> SET OF TASKS
(a) According to the Schnyder exhibition text below, in what year did Schnyder buy a racing bicycle and an easel?
(b) Reproduce the passage of the Schnyder exhibition text below from "Concurrently to the" up to and including "the artist himself.".

> TEXT SECTION
-- start --

Concurrently to the solo exhibition that Kunsthalle Bern is organizing on the major Swiss artist Jean-Frédéric Schnyder (February 25 – May 15, 2022), Kunstmuseum Bern is presenting a display from its own collection that has been arranged by the artist himself.

Jean-Frédéric Schnyder, who was born in Basel in 1945 and grew up in Bern, arrived on the 1960s art scene as an autodidact, subsequently being shown, at the age of 24, in Harald Szeemann’s epochal exhibition When Attitudes Become Form. As a trained photographer, Schnyder’s approach to art has always been a conceptual one. The present exhibition at Kunstmuseum Bern is predominantly a presentation of the artist’s early works, documenting the development of his concept of art and his differing approaches. These include producing objects in materials alien to conventional art (plastic, tin, chewing gum, incense sticks), employing handicraft techniques (Lego, pin pictures), and presenting his works in the form of folk art or as visual jokes. Such an exploration of the limits of kitsch is not, however, intended to be ironic. Schnyder is, instead, seeking the “normal,” a catalyst for authentic feelings that could also be perceived as “beautiful” in a wider sense.

After starting out in sculpture, represented in our collection by tin figures, a handicraft skeleton, and pin pictures, Schnyder turned to painting in the early 1970s. Together with his wife Margret Rufener, he began the series of works How to Paint (1973) (> Wall C) based on Walter T. Foster’s do-it-yourself painting course of the same name. Schnyder and Rufener conscientiously rendered scantily clad women, sad clown faces, and sultry sunsets, working their way through the course. Schnyder’s career as a “serious” painter did not start until 1982, when he bought a racing bicycle and an easel and began to explore the surroundings of Bern. Employing a daily routine, he painted 126 Berner Veduten (> Wall A and B) at a scale that he could transport on his bicycle. In contrast to Bern’s 18th century Kleinmeister (masters of small-scale landscapes), to whom he loosely refers in terms of both his work’s motifs and scale, the artist not only focused on picturesque views, but also portrayed shopping centers, office buildings, and street underpasses. He likewise sought the beautiful in the average, banal, and quotidian.

-- end --

> STORED ROWS

-- start --

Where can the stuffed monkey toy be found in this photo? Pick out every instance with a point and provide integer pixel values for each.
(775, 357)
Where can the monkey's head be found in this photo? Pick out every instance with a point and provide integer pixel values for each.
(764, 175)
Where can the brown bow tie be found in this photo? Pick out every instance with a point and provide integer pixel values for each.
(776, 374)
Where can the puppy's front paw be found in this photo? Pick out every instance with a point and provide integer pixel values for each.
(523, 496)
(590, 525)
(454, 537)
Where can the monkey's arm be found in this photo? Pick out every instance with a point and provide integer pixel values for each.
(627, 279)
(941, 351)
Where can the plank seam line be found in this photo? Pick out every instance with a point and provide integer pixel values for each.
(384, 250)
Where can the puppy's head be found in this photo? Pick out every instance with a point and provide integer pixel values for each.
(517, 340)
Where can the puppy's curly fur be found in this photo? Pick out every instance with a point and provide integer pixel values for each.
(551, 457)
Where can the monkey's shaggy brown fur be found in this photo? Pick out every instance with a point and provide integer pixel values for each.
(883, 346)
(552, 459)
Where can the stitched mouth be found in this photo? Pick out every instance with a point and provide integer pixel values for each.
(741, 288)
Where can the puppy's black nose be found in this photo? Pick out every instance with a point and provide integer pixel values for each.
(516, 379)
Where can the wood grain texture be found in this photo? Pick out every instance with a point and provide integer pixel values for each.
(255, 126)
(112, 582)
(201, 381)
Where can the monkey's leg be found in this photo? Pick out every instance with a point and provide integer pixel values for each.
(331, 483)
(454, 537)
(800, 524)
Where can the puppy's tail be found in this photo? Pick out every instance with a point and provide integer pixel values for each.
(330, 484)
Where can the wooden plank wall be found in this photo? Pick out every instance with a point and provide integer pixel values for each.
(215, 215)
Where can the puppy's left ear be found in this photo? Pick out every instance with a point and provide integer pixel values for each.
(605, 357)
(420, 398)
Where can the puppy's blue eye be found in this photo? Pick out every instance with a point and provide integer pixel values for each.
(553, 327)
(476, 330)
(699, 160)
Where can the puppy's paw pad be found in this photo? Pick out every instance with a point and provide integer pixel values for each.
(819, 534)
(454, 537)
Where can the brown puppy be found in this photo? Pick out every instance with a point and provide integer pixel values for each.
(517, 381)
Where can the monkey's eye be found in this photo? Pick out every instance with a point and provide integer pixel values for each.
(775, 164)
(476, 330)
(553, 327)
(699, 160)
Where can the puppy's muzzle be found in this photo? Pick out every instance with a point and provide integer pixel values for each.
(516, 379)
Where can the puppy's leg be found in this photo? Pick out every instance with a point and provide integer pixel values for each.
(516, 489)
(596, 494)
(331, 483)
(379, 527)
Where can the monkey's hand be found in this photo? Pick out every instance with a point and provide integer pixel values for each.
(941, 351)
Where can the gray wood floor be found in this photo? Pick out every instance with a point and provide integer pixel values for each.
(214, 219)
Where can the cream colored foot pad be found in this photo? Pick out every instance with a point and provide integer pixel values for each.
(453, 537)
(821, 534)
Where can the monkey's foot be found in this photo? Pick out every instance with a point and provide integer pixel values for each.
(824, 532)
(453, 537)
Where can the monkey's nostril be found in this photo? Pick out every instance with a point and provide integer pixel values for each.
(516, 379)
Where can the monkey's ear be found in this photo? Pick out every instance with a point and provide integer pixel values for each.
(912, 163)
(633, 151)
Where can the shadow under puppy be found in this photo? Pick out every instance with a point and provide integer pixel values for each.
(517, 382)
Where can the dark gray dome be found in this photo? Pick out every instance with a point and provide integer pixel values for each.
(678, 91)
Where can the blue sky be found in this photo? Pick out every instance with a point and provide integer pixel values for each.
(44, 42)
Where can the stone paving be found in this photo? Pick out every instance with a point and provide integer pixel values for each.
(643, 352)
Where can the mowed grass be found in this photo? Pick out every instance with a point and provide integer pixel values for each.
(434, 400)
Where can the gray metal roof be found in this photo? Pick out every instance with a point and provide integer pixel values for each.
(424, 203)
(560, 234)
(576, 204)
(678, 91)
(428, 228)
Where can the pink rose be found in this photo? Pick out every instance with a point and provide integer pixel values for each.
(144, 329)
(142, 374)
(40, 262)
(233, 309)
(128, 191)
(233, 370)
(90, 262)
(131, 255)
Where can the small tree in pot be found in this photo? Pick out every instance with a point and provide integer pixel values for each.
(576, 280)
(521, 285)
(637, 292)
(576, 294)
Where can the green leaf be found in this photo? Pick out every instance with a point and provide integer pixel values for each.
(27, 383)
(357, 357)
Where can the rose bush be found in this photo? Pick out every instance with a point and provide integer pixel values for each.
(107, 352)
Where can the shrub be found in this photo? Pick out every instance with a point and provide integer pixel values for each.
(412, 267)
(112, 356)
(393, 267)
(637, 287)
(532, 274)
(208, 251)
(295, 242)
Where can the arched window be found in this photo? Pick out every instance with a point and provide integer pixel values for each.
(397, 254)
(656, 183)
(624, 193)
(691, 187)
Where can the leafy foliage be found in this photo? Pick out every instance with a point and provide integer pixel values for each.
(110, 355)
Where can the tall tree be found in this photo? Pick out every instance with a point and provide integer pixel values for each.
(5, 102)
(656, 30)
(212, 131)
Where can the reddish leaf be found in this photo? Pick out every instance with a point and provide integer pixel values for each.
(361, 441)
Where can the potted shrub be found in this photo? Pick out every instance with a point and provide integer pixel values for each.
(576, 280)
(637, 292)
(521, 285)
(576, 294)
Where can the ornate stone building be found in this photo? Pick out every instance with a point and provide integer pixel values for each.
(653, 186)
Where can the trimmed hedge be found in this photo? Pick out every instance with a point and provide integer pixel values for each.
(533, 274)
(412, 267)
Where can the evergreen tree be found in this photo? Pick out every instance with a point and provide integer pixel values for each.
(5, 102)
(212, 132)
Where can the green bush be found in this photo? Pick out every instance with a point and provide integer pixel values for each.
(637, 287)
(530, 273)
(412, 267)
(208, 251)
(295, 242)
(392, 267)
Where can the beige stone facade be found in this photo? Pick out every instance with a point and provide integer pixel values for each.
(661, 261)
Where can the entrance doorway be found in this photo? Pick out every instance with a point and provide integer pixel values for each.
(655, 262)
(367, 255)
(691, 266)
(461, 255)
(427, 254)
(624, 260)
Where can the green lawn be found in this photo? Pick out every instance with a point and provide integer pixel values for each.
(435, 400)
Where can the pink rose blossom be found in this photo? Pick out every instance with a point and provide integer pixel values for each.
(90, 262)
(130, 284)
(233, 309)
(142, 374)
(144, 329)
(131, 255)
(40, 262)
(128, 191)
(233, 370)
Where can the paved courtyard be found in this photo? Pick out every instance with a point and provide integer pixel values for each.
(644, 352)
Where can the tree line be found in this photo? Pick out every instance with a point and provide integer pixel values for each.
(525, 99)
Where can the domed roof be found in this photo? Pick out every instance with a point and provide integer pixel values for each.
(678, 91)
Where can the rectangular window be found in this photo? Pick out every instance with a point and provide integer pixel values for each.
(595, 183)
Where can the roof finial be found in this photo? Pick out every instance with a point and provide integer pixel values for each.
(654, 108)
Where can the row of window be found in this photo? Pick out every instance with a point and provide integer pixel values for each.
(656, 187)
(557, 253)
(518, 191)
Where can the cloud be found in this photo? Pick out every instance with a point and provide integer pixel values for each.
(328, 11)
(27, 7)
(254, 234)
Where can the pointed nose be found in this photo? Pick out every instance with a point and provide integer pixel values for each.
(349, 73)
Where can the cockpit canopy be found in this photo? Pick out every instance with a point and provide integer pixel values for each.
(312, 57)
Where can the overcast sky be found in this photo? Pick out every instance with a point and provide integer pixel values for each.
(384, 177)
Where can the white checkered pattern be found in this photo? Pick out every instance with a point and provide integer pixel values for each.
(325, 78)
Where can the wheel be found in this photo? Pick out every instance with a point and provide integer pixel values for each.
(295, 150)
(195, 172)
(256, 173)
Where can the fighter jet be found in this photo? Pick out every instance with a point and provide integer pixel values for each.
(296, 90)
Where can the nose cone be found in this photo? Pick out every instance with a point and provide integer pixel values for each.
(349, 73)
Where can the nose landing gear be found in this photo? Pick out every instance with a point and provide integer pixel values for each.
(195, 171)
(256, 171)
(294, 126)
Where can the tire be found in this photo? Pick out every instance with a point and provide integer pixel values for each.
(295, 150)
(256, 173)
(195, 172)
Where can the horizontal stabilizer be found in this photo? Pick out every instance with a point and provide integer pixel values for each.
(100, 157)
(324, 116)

-- end --
-- start --

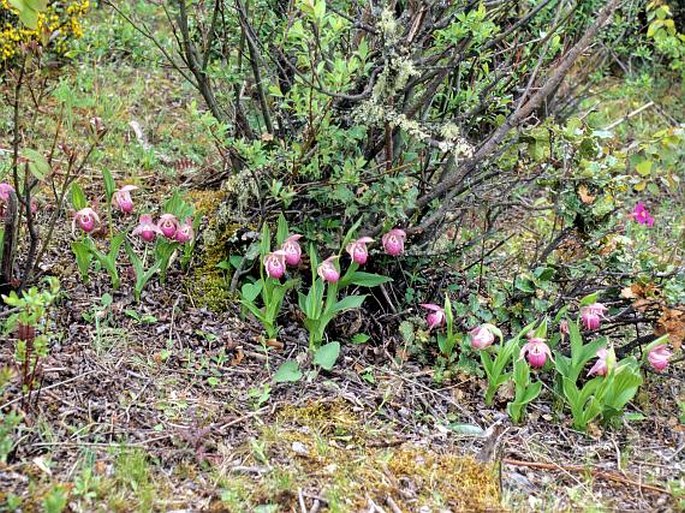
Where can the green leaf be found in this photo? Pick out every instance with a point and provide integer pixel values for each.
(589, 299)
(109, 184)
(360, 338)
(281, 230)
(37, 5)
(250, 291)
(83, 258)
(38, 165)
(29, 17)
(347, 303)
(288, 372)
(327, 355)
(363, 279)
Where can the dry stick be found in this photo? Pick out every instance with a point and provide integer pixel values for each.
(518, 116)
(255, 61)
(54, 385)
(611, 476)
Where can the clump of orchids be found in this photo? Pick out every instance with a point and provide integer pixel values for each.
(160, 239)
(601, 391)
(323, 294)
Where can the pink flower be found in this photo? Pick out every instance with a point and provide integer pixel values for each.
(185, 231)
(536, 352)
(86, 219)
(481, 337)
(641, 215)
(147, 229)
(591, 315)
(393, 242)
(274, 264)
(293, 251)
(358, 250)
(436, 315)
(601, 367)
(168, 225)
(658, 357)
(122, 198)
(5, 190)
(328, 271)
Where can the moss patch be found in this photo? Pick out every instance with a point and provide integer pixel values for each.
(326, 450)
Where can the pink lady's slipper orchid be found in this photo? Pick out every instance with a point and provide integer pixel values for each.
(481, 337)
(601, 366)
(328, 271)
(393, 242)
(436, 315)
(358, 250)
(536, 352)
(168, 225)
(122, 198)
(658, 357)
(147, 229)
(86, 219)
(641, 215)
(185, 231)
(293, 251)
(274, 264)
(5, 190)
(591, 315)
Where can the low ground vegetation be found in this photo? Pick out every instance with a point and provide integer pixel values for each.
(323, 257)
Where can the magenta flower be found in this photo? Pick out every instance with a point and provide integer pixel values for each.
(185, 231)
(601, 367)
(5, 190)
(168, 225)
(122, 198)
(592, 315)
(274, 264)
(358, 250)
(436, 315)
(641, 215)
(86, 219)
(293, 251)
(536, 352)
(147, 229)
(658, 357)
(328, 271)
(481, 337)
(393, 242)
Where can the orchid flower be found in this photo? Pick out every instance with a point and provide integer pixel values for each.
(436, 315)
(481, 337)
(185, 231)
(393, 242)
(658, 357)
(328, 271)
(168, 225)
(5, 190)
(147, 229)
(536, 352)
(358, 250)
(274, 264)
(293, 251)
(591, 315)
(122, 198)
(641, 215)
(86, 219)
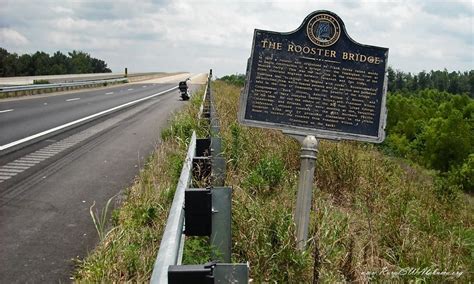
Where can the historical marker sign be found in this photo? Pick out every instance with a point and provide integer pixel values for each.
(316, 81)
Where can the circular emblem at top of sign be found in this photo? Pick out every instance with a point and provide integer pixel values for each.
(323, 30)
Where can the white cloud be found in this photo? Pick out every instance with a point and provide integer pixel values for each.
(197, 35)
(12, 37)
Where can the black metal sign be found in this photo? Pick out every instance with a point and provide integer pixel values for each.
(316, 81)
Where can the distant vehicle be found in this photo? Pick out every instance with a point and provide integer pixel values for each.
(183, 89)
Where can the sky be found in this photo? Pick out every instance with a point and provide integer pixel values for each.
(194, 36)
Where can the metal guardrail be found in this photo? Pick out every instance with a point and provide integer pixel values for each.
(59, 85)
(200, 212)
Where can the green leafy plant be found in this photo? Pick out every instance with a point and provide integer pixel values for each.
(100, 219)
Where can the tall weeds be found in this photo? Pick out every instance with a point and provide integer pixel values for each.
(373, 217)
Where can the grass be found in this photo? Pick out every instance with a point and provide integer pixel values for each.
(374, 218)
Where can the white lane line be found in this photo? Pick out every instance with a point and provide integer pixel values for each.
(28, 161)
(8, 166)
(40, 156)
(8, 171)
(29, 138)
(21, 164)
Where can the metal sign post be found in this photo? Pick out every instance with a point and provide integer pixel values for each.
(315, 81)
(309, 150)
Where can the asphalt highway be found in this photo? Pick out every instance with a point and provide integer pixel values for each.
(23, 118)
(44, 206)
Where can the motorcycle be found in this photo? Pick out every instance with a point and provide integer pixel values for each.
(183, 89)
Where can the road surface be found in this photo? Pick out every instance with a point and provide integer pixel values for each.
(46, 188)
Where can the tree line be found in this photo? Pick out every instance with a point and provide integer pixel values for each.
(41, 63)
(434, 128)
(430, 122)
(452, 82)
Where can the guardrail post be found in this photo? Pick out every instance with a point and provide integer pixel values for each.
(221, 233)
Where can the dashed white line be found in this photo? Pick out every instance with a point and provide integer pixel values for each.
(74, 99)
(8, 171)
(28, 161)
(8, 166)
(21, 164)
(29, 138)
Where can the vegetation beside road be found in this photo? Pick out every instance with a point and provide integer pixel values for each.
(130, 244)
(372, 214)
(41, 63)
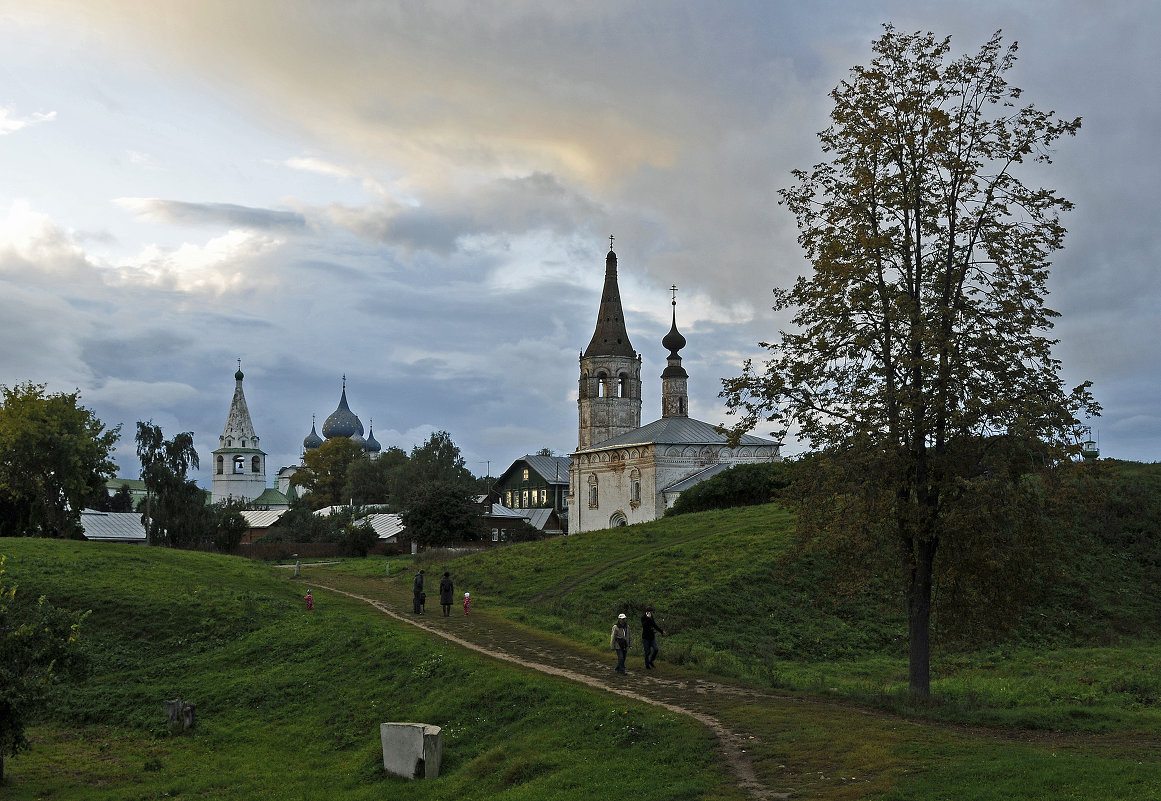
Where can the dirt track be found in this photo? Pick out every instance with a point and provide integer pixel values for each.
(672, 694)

-- end --

> ANSWERS TO THE EXERCISE
(a) 1982

(b)
Concurrently to the solo exhibition that Kunsthalle Bern is organizing on the major Swiss artist Jean-Frédéric Schnyder (February 25 – May 15, 2022), Kunstmuseum Bern is presenting a display from its own collection that has been arranged by the artist himself.